TASK 1: Translate this sentence from the film review into Spanish: "The dead son becomes a blank slate onto which his peers, who detested him in life, project their own interpretation of his words."
TASK 2: Carry on the film review from the point where it stops.

EXCERPTED TEXT:
.....
This would be a fine foundation for a comedy if that’s all there was, but Goldthwaite ups the ante considerably in the second act, when Kyle, in scenes usually confined to Michael Hutchence’s hotel room, advances too far in the art of masturbation and accidentally strangles himself. William’s discovery of his son, still suspended from the ligature attached to his computer chair, is genuinely shocking and surprisingly moving, giving the film a elephant sized dose of dramatic heft at the moment it looked to be just a bleakly funny meditation of middling American life. Williams proves that given the right material, shorn of the maudlin platitudes of the kind that used to frequent his work throughout the ’90s and nearly destroyed his reputation as a serious comic actor, he can hit hard. Clayton’s decision to hide the real cause of his son’s death and write him a suicide note serves to open up the film and from there, it’s as serious and satisfying as chuckles get.
Goldthwaite’s script risks much during the extended middle section and we’re rewarded with a finely observed study of projection and proxy grief. Kyle’s note is published, providing the genuine author with his first commission. The dead son becomes a blank slate onto which his peers, who detested him in life, project their own interpretation of his words. Williams’ schoolteacher becomes a focal point for collective “grief” and his profile skyrockets – his covert relationship being duly publicised in recognition while his colleagues, including Dr Pentola, an earnest grief counsellor, look to buy in to the Kyle phenomenon, either emotionally or financially. If the people who’d bawled their eyes out at Diana’s funeral had been educated in one place, this you feel, would be it.
.....
(Dataset entries)
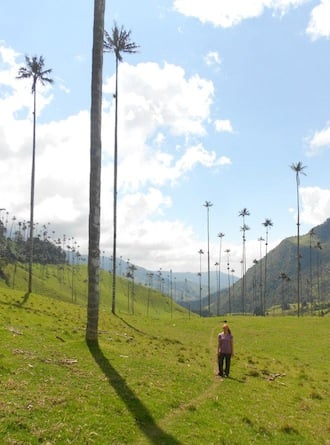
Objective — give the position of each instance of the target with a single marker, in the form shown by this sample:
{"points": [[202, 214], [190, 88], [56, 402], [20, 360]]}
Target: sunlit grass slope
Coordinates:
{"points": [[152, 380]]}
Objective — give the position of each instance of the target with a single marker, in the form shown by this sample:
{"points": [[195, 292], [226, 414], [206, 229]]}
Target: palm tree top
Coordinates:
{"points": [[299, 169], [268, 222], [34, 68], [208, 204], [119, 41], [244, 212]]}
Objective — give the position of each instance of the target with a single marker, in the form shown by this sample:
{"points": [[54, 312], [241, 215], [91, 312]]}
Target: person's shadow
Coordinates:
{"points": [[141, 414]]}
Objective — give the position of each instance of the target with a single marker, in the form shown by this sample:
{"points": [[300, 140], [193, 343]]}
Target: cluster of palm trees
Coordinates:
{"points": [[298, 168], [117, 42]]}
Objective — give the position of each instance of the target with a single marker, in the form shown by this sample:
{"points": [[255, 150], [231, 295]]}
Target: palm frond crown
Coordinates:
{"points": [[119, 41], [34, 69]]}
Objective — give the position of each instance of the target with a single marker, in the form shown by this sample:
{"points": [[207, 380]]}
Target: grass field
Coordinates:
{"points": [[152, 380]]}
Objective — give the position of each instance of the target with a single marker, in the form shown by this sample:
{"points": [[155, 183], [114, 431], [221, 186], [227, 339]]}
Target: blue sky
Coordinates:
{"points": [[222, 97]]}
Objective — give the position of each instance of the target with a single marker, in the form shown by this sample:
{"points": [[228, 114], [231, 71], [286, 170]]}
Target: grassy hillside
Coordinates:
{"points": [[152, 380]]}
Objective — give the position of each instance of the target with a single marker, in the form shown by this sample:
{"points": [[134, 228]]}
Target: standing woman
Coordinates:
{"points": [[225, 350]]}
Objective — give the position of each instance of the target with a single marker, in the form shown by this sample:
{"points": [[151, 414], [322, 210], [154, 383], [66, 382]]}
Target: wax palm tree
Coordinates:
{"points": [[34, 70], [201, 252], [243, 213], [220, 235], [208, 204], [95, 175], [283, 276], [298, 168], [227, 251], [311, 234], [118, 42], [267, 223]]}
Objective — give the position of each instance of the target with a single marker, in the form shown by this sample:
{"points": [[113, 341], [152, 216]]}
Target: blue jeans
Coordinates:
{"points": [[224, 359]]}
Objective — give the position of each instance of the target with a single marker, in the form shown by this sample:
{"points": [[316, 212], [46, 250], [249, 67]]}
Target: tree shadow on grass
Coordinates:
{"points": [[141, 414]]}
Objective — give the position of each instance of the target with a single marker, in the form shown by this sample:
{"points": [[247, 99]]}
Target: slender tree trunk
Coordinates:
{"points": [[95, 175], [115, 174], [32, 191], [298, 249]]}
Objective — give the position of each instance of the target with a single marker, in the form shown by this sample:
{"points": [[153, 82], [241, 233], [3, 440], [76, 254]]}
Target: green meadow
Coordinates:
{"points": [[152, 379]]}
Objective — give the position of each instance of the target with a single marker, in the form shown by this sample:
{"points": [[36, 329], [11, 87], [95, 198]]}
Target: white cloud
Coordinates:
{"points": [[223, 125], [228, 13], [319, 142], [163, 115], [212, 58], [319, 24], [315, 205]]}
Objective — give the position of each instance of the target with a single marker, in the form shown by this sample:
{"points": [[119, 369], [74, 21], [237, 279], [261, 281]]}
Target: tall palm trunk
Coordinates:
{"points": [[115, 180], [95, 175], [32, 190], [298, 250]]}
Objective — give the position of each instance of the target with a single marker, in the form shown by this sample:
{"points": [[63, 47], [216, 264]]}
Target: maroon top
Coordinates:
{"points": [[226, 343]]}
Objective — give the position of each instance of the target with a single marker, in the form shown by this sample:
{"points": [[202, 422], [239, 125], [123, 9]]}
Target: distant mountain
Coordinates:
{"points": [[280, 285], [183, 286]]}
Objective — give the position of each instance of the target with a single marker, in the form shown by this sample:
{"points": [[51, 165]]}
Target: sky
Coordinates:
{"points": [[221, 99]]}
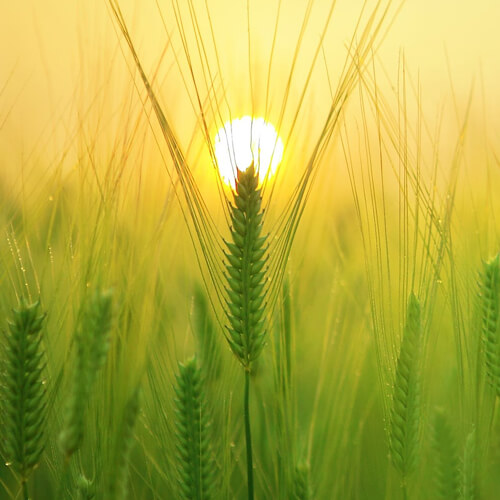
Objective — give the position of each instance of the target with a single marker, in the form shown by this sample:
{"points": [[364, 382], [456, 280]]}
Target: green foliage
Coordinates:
.....
ANSWER SPACE 1: El hijo muerto se convierte en una pizarra en blanco sobre la que sus compañeros, que lo detestaban en vida, proyectan su propia interpretación de sus palabras.

ANSWER SPACE 2:
Thus you have a fascinating and carefully observed satire on public identification with people they don’t and can never know and how an abstract idea of those individuals forms as a consequence; a fiction which is more potent and more relevant than truth to those that use such abstractions as a surrogate for their own beliefs and preoccupations. Kyle’s ”journal”, retrospectively written by Clayton in order to get something else into print, sets up a neat swipe at the Oprahfication of human interest stories – with the bereaved Father invited onto a similar TV show to share his memories of his tragic son and his hitherto unknown talent for profundity, with an audience of voyeuristic couch potatoes.
World’s Greatest Dad was co-produced by Darko entertainment, which won’t surprise anyone who can recall Richard Kelly’s near perfect distillation of high school loneliness. Dad successfully draws from the same well of otherness to ponder the emptiness of modern middle class life. That Clayton is a fan of Romero Zombie movies is appropriate, as he spends the film in the company of the living dead – empathy free, brain dead ghouls whose morbid interest is only aroused when he is, in the proverbial sense, suitably wounded and exposed. This being a morality tale, we’re assured that the truth will out, but this voyage through the moral maze is more entertaining and whisper it quietly, more profound, than most.